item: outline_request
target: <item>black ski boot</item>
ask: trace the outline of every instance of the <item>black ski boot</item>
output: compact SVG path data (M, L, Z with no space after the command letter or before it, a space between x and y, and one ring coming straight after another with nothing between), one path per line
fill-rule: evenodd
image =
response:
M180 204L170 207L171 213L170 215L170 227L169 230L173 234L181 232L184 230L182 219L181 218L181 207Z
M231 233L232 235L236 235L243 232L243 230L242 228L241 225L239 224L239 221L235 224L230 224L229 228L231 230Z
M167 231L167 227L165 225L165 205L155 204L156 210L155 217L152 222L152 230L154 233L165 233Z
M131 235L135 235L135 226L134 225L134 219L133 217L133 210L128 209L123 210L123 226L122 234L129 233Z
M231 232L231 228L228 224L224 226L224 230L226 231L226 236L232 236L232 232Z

════════

WHAT IS BEING ASKED
Rewrite the rows above so that "black ski boot" becomes "dark ski boot" wherever it appears. Leave everything else as it is.

SOLUTION TO THE EXERCISE
item: outline_request
target: <item>dark ski boot</item>
ask: trace the outline of every instance of the <item>dark ski boot</item>
output: compact SVG path data (M, L, Z with no space after the command letter or before it, a space between x and y, and one ring coming straight after another with nothing between), one path per line
fill-rule: evenodd
image =
response:
M180 204L170 207L171 213L170 215L170 227L169 230L173 234L181 232L184 230L182 219L181 218L181 207Z
M231 233L232 235L236 235L243 232L243 230L242 228L241 225L239 224L239 221L235 224L230 224L229 228L231 230Z
M167 231L167 227L165 225L165 205L155 204L156 210L155 217L152 222L152 230L154 233L165 233Z
M131 235L135 235L135 226L134 225L134 219L133 217L133 210L128 209L123 210L123 226L122 234L129 233Z
M231 232L231 228L228 224L224 226L224 230L226 231L226 236L232 236L232 232Z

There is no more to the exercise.